Your task is to reproduce the entries below word for word.
### DATA SUPPLIED
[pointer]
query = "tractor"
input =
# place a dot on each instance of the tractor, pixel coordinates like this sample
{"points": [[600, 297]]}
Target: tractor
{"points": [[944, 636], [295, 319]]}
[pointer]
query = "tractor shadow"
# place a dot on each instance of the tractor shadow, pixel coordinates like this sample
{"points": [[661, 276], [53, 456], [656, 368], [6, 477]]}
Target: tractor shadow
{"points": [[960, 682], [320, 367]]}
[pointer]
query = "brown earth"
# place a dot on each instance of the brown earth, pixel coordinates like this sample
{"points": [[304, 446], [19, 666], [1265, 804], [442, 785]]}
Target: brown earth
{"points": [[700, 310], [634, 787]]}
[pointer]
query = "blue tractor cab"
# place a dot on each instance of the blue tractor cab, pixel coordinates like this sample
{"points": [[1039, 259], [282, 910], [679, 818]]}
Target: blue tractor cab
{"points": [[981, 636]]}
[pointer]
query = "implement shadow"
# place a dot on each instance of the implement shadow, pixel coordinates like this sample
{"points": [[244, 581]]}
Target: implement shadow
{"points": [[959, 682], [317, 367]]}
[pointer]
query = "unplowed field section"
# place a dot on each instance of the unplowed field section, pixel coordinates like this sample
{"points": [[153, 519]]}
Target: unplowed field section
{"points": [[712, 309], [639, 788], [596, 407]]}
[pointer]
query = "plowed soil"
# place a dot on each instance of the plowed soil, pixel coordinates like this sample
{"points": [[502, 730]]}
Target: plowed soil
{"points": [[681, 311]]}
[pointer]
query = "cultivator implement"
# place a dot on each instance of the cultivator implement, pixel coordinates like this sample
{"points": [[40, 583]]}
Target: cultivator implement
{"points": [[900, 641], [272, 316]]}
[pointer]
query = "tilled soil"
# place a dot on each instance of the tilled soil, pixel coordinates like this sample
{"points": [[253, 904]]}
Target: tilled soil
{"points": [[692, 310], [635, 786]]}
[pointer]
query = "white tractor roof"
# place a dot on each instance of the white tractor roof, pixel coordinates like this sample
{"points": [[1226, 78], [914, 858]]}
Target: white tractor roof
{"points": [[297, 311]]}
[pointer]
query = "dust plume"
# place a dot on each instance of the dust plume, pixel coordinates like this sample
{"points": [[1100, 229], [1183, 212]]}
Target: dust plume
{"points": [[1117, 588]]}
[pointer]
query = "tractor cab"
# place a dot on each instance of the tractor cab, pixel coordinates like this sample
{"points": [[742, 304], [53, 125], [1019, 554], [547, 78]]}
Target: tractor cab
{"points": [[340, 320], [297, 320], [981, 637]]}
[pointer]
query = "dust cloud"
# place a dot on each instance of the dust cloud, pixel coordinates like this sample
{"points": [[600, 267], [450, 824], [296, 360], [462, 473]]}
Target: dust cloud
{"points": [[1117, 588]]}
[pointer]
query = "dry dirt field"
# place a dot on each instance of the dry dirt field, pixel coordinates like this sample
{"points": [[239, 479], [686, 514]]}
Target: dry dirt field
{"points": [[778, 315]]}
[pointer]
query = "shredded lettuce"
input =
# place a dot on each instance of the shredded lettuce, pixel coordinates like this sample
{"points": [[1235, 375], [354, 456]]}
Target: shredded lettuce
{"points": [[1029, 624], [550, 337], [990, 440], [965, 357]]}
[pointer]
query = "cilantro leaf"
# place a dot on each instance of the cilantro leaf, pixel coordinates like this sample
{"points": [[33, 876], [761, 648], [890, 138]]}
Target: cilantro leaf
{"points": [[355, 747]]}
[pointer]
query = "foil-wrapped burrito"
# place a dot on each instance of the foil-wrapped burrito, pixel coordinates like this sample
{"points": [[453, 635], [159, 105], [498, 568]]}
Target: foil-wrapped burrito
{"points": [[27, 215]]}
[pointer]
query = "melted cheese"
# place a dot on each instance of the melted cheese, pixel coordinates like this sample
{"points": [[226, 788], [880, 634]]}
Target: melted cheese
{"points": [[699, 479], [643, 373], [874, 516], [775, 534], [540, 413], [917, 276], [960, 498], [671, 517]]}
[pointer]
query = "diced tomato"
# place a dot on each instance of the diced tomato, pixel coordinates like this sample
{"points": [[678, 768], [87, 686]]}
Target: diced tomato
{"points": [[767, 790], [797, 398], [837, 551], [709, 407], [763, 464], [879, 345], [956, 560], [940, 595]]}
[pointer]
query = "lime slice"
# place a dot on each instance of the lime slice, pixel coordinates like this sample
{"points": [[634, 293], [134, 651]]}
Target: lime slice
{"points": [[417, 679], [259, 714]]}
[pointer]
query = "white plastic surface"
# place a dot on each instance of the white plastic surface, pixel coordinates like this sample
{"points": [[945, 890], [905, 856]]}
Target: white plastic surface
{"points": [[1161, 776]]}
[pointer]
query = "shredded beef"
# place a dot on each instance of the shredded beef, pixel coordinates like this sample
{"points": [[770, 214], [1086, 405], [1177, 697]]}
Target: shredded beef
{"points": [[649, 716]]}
######
◆ TASK RESPONSE ◆
[pointer]
query = "tractor"
input =
# place a dot on each instance of the tractor, pixel coordinates like this sample
{"points": [[600, 297]]}
Target: tractor
{"points": [[944, 636], [295, 319]]}
[pointer]
query = "tractor shadow"
# place a dot on each instance of the tractor shadow, pixel coordinates like this sample
{"points": [[661, 276], [53, 456], [656, 368], [6, 477]]}
Target: tractor shadow
{"points": [[960, 682], [320, 367]]}
[pointer]
query = "brown earth"
# place a dot on each instance of the brown earth, pixel coordinates like this sample
{"points": [[304, 446], [19, 666], [1265, 804], [442, 785]]}
Target: brown earth
{"points": [[700, 310], [634, 787]]}
[pointer]
query = "blue tractor cab"
# place a dot on each instance of the blue tractor cab, pixel coordinates like this sample
{"points": [[1039, 259], [282, 910], [679, 818]]}
Target: blue tractor cab
{"points": [[981, 636]]}
[pointer]
query = "implement shadow"
# place a dot on each instance of the implement shadow, pixel coordinates like this sample
{"points": [[244, 581]]}
Target: implement shadow
{"points": [[959, 682], [317, 367]]}
[pointer]
query = "unplowed field section"
# place a dot on each instance of the unplowed field section, pixel coordinates like this sample
{"points": [[153, 519]]}
Target: unplowed field section
{"points": [[712, 309], [639, 788], [596, 407]]}
[pointer]
query = "plowed soil"
# place a dot on each instance of the plowed soil, pixel coordinates like this sample
{"points": [[502, 730]]}
Target: plowed soil
{"points": [[681, 311]]}
[pointer]
query = "cultivator implement"
# place a dot on each instance of the cultivator implement, pixel coordinates like this sample
{"points": [[40, 583]]}
Target: cultivator implement
{"points": [[900, 641], [272, 316]]}
[pointer]
query = "tilled soil"
# place a dot on each instance of the tilled soil, pixel coordinates like this sample
{"points": [[253, 904]]}
Target: tilled soil
{"points": [[692, 310], [635, 786]]}
[pointer]
query = "white tractor roof"
# place a dot on each instance of the white tractor roof, pixel coordinates like this sample
{"points": [[1226, 78], [914, 858]]}
Target: white tractor roof
{"points": [[297, 311]]}
[pointer]
query = "dust plume"
# place a dot on each instance of the dust plume, pixel coordinates like this sample
{"points": [[1100, 229], [1183, 212]]}
Target: dust plume
{"points": [[1117, 588]]}
[pointer]
query = "tractor cab"
# place a dot on each instance of the tractor cab, pixel coordinates like this sample
{"points": [[742, 304], [53, 125], [1019, 554], [547, 78]]}
Target: tractor cab
{"points": [[340, 320], [297, 320], [981, 637]]}
[pointer]
query = "dust cloud"
# place a dot on each instance of the dust cloud, pixel coordinates like this sample
{"points": [[600, 267], [450, 824], [296, 360], [462, 473]]}
Target: dust cloud
{"points": [[1117, 588]]}
[pointer]
query = "dry dirt field"
# place a dot on each instance of the dry dirt field, pixel coordinates like this sample
{"points": [[239, 479], [686, 514]]}
Target: dry dirt field
{"points": [[778, 315]]}
[pointer]
query = "shredded lettuce"
input =
# place a dot on each instance of the shredded lettuce, pixel coordinates like this sample
{"points": [[1235, 375], [354, 456]]}
Target: shredded lettuce
{"points": [[1029, 624], [550, 337], [990, 440], [965, 357]]}
[pointer]
query = "cilantro leaf"
# place a dot on each instance of the cilantro leaf, pixel coordinates like this sample
{"points": [[33, 876], [761, 648], [890, 138]]}
Target: cilantro leaf
{"points": [[355, 747]]}
[pointer]
query = "foil-wrapped burrito"
# place a dot on each instance of the foil-wrapped burrito, pixel coordinates like this sample
{"points": [[453, 635], [159, 105], [498, 568]]}
Target: foil-wrapped burrito
{"points": [[27, 215]]}
[pointer]
query = "melted cheese"
# place a dot on each instance of the melted cheese, pixel coordinates like this sample
{"points": [[226, 788], [880, 634]]}
Target: melted cheese
{"points": [[699, 479], [643, 373], [874, 516], [775, 534], [540, 413], [917, 276], [960, 498], [671, 517]]}
[pointer]
query = "diced tomato"
# place a dot on each instance of the diced tomato, pixel coordinates like this sample
{"points": [[678, 768], [87, 686]]}
Target: diced tomato
{"points": [[767, 790], [797, 398], [837, 551], [709, 407], [763, 464], [879, 345], [956, 560], [940, 595]]}
[pointer]
query = "lime slice"
# place a dot on each instance of the lime slice, pixel coordinates like this sample
{"points": [[634, 293], [134, 651]]}
Target: lime slice
{"points": [[417, 679], [259, 714]]}
[pointer]
query = "white plastic surface"
# place a dot on each instance of the white plastic surface, pixel coordinates like this sample
{"points": [[945, 890], [905, 856]]}
Target: white plastic surface
{"points": [[1161, 776]]}
[pointer]
query = "shredded beef"
# place a dot on each instance of the shredded beef, pixel coordinates like this sample
{"points": [[770, 214], [1086, 405], [1177, 697]]}
Target: shredded beef
{"points": [[649, 716]]}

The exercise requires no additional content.